What to work on:
• A. Reproduce the passage of the text on holding loop counts between "as a single" and "of aerial vehicle.", inclusive.
• B. For each statement, say yes or no to whether it agrees with the text on holding loop counts, and quote the words of that text that decide it: (i) The final pattern for ‘cccaaabbcc’ is c-a-b-c. (ii) Cyclic patterns are those in which the starting node and the ending node differ. (iii) The duration of each holding loop is determined from the difference of its start and end time.

Text passage:
Row No. Angle of elevation/depression( θ ) in degrees Assigned node
24 89.59836 c
25 89.69559 c
26 76.68498841 c
27 23.2 a
28 0 a
29 0 a
30 45 b
31 45 b
32 47.2 c
33 54.75243 c
Table 4
Referring to Table 4, pattern of the nodes assigned to all rows is identified as ‘cccaaabbcc’. In an embodiment, repeated nodes from the pattern are considered

as a single node to give a final pattern. For example, the final pattern for ‘cccaaabbcc’ is c-a-b-c. Further, it is determined if the final patterns are cyclic patterns or not, wherein the cyclic patterns refer to the patterns in which starting node and ending node remains same. As can be seen, the final pattern c-a-b-c starts and end with node ‘c’, thus, it is identified as the cyclic pattern. In an embodiment, each cyclic pattern is counted as the holding loop. In a similar way, other cyclic patterns are identified to estimate holding loop counts of the plurality of aerial vehicle.
[039] In an embodiment, the holding loops can be counted using any one of the two approaches or using both of them. In accordance with an embodiment of the present disclosure, in case of estimating the holding loop counts using both the approaches, the one or more processors 104 are configured to ensemble the holding loop counts obtained from both (i) the pattern recognition based unsupervised approach and (ii) the graph based approach to determine a final holding loop count of the plurality of aerial vehicles. In another embodiment, an average of the loop counts obtained from both the approaches is determined and reported as the final loop count of the plurality of aerial vehicles. In accordance with an embodiment of the present disclosure, the one or more processors 104 are further configured to determine duration of each holding loop of each of the plurality of aerial vehicles based on difference of start and end time of the holding loop.

Entries provided:
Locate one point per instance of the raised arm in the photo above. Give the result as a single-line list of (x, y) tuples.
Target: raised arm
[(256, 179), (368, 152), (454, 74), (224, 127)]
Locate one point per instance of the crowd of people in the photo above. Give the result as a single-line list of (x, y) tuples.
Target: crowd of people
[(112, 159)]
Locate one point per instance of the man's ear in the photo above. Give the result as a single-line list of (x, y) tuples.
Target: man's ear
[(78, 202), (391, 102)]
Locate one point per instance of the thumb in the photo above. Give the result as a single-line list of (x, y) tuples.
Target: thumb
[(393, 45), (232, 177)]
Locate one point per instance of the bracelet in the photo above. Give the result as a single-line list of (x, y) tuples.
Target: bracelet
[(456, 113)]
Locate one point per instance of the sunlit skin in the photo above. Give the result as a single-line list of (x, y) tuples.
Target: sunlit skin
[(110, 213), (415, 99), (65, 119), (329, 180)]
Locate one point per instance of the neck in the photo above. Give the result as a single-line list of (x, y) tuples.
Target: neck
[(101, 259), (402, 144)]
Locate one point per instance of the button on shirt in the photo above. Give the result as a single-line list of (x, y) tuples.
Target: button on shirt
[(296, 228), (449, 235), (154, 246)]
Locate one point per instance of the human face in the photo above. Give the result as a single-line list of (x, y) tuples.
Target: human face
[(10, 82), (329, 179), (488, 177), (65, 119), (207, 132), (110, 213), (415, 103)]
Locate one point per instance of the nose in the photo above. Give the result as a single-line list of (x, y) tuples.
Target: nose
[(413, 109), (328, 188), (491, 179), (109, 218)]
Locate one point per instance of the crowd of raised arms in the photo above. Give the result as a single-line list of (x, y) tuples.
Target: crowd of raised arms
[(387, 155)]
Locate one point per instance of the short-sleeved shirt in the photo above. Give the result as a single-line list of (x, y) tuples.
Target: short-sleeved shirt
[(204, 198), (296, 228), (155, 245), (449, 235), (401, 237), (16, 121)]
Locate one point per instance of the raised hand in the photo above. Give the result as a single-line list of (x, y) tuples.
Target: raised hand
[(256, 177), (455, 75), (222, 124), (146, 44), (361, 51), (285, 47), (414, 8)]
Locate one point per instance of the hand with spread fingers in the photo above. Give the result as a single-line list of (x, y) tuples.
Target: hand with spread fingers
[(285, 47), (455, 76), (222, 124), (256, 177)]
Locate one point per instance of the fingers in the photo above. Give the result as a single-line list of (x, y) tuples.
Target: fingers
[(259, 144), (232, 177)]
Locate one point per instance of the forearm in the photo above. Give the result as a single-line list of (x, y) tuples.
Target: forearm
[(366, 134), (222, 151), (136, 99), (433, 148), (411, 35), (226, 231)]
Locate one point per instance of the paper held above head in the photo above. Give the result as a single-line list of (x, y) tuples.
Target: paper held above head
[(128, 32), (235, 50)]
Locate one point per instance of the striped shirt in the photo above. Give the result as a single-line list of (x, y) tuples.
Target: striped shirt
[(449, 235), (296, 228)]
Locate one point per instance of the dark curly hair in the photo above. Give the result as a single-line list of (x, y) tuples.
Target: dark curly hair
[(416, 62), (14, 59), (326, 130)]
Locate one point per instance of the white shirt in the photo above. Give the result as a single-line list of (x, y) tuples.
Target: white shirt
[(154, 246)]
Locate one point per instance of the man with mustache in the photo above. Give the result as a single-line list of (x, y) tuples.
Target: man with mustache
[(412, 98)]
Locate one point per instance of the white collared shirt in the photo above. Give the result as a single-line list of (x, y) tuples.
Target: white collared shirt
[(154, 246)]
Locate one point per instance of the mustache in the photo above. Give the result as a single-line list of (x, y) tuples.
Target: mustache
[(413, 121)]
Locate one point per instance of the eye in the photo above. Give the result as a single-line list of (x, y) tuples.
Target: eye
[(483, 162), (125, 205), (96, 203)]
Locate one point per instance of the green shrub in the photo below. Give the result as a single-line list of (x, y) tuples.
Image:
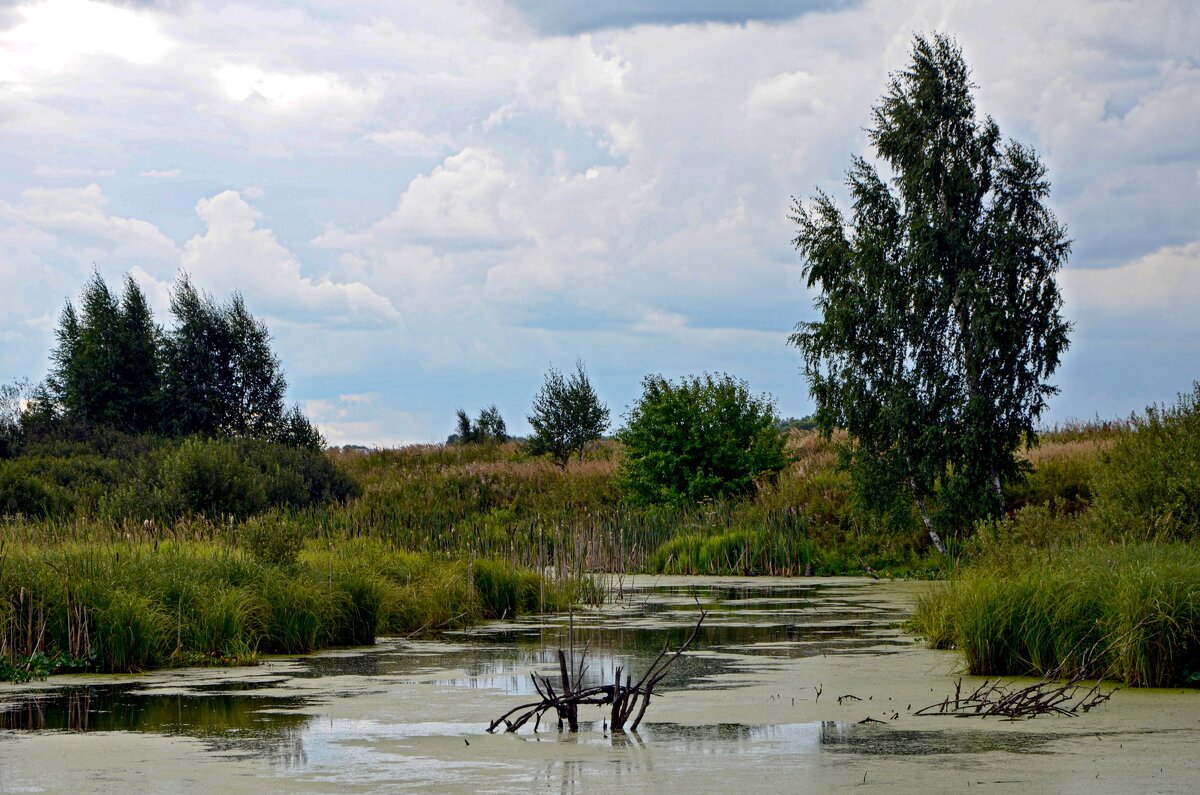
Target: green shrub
[(1147, 484), (25, 494), (208, 477), (700, 438)]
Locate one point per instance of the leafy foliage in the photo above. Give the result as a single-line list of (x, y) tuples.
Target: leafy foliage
[(700, 438), (1147, 484), (106, 369), (940, 312), (567, 416), (213, 374)]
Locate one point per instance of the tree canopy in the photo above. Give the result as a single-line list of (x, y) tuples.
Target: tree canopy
[(567, 416), (940, 314), (211, 374)]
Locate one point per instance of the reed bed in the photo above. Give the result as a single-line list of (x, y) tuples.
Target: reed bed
[(1129, 613), (126, 605)]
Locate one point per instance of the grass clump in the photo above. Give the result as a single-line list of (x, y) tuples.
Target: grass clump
[(133, 605), (1120, 611)]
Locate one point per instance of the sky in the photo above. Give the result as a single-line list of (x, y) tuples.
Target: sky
[(431, 203)]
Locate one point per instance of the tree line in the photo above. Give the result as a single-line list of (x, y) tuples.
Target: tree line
[(211, 374)]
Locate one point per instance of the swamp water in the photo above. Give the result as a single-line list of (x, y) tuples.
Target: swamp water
[(769, 699)]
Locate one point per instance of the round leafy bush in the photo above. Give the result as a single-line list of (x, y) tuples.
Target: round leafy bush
[(703, 437)]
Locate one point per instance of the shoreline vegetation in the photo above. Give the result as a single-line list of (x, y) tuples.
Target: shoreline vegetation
[(431, 537)]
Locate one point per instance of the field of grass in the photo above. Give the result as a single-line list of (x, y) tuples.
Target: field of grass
[(1087, 572), (1097, 610), (123, 605), (1098, 573)]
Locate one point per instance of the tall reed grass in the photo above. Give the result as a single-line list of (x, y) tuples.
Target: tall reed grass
[(1129, 613)]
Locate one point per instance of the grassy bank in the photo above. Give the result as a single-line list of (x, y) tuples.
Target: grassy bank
[(131, 605), (1129, 613), (1101, 579)]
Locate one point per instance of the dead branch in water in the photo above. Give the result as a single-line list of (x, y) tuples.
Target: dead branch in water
[(997, 699), (628, 700)]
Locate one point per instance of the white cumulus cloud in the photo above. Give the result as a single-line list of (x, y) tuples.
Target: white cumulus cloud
[(235, 253)]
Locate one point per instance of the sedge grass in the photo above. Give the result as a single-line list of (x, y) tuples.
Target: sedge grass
[(133, 604), (1129, 613)]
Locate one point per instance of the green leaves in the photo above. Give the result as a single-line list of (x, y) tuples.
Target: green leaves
[(211, 374), (106, 365), (567, 416), (940, 314), (700, 438)]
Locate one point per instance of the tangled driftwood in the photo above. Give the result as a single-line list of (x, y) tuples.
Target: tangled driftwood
[(628, 700), (997, 699)]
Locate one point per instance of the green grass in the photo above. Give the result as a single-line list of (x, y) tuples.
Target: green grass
[(132, 605), (1129, 613)]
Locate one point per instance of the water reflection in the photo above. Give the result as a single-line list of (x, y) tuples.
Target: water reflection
[(750, 627)]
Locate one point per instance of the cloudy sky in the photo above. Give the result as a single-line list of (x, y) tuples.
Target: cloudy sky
[(432, 202)]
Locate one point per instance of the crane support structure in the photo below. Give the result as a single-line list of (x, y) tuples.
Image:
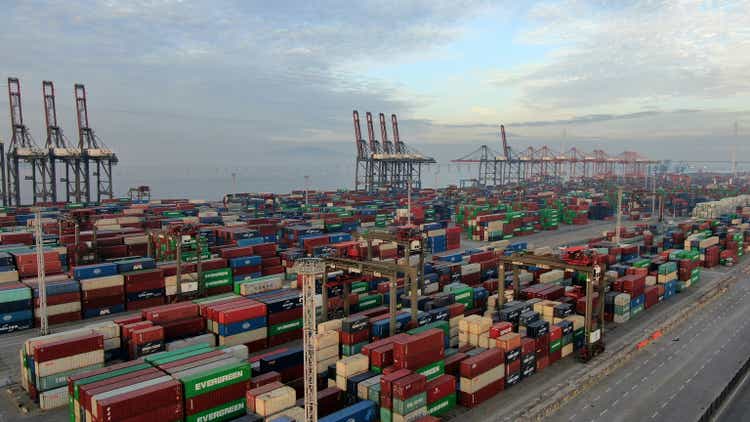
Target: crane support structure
[(594, 281), (61, 151), (93, 151), (545, 164), (23, 149), (308, 269), (385, 165)]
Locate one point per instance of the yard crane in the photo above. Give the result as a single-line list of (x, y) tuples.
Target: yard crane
[(594, 280), (308, 269)]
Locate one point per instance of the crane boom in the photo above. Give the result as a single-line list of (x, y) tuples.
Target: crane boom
[(374, 147), (387, 147), (396, 138), (358, 134), (506, 151)]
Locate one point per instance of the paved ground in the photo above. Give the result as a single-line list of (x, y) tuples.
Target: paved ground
[(676, 378), (11, 343)]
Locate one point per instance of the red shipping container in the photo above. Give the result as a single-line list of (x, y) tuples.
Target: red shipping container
[(409, 386), (440, 387), (528, 346), (482, 395), (139, 402), (147, 335), (67, 347), (476, 365), (144, 303), (501, 328), (513, 367), (249, 310), (171, 312), (419, 350), (387, 380), (167, 413), (183, 328), (382, 356)]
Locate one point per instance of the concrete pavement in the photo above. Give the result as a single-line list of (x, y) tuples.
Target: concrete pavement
[(676, 377)]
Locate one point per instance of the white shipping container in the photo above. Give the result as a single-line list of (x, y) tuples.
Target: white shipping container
[(472, 385), (352, 365), (53, 399), (68, 363), (8, 276), (62, 308), (275, 401), (327, 339)]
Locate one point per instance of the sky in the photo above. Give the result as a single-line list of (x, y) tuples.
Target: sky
[(188, 93)]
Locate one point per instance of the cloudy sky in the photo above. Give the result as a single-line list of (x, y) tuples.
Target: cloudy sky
[(188, 93)]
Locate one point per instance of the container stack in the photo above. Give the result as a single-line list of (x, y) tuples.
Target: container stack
[(144, 288), (482, 376), (214, 388), (180, 320), (246, 267), (48, 361), (241, 321), (63, 299), (441, 395), (355, 333), (327, 344), (15, 307), (284, 315), (102, 289)]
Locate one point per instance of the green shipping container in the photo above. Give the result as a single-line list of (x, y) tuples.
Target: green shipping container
[(215, 379), (442, 406), (224, 412), (409, 405), (432, 370), (73, 398), (285, 327), (385, 415), (218, 277), (373, 393)]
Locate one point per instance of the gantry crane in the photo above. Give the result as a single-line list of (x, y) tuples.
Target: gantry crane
[(60, 150), (22, 148), (308, 269), (93, 150), (594, 337)]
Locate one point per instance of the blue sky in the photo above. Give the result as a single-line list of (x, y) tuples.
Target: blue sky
[(252, 85)]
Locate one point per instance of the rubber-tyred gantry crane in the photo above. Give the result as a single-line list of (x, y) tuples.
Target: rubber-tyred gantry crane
[(61, 150), (93, 151), (22, 148)]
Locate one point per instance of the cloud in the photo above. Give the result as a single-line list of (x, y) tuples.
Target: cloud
[(597, 118), (634, 54)]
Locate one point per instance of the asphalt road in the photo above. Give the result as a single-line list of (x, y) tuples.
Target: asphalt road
[(558, 373), (676, 377)]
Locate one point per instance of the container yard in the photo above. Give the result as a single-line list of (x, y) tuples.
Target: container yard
[(510, 296), (394, 306)]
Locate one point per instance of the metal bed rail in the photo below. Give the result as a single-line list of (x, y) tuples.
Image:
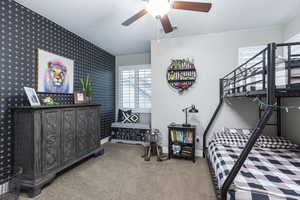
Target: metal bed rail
[(264, 65), (251, 76)]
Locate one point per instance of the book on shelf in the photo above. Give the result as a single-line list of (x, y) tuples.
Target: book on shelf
[(179, 136)]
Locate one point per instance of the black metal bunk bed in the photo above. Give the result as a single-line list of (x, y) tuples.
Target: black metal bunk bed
[(258, 78)]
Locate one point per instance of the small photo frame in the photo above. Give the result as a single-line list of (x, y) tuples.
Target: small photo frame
[(32, 96), (79, 97)]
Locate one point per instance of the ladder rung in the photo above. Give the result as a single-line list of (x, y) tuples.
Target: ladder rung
[(271, 124)]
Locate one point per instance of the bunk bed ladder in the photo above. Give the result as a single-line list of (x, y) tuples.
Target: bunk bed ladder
[(213, 117), (277, 124), (271, 99)]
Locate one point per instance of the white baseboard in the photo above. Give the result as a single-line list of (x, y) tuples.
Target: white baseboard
[(105, 140), (198, 152), (127, 142)]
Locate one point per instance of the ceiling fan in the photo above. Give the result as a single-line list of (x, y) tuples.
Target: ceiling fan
[(160, 9)]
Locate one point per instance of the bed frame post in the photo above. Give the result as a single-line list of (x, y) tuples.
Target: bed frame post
[(278, 117), (261, 123), (213, 117)]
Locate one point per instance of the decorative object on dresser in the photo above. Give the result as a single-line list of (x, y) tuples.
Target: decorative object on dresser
[(182, 142), (86, 85), (32, 96), (55, 73), (190, 109), (48, 139), (79, 97), (181, 74), (49, 101)]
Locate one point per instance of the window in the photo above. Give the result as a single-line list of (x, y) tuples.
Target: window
[(135, 88), (245, 53)]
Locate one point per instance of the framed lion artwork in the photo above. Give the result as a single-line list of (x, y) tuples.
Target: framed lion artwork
[(55, 73)]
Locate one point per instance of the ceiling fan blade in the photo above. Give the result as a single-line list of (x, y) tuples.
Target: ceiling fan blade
[(194, 6), (135, 17), (165, 21)]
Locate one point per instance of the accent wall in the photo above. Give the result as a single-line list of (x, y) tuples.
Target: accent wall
[(22, 33)]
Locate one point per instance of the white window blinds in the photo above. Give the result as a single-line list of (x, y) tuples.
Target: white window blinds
[(135, 87)]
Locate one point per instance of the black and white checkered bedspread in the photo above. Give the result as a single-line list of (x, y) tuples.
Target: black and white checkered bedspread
[(267, 174)]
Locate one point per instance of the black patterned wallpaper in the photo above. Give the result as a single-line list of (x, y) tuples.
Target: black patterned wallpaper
[(22, 32)]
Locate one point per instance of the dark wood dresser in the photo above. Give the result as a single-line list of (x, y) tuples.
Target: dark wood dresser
[(48, 139)]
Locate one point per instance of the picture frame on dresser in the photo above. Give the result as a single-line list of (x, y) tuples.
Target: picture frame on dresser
[(32, 96), (79, 97)]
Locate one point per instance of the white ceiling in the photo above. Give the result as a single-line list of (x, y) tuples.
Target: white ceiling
[(99, 21)]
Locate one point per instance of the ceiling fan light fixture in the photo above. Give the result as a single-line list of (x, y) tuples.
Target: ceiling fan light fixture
[(158, 7)]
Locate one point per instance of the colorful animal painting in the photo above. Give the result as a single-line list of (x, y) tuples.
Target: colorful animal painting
[(55, 73)]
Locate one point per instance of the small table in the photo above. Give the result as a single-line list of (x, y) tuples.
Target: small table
[(182, 142)]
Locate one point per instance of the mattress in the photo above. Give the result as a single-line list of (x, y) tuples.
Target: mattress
[(267, 174)]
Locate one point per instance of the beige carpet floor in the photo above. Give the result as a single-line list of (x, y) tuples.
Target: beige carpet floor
[(121, 174)]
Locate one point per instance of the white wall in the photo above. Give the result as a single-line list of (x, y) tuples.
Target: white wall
[(292, 28), (214, 55)]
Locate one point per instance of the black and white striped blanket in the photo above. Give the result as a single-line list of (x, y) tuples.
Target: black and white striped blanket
[(267, 174)]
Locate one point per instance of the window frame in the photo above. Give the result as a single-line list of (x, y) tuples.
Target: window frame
[(119, 89)]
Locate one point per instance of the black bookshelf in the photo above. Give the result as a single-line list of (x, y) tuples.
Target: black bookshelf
[(182, 142)]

Answer list:
• A.
as a single node to give a final pattern. For example, the final pattern for ‘cccaaabbcc’ is c-a-b-c. Further, it is determined if the final patterns are cyclic patterns or not, wherein the cyclic patterns refer to the patterns in which starting node and ending node remains same. As can be seen, the final pattern c-a-b-c starts and end with node ‘c’, thus, it is identified as the cyclic pattern. In an embodiment, each cyclic pattern is counted as the holding loop. In a similar way, other cyclic patterns are identified to estimate holding loop counts of the plurality of aerial vehicle.

• B.
(i) Yes: "the final pattern for ‘cccaaabbcc’ is c-a-b-c."
(ii) No: "the cyclic patterns refer to the patterns in which starting node and ending node remains same."
(iii) Yes: "determine duration of each holding loop of each of the plurality of aerial vehicles based on difference of start and end time of the holding loop."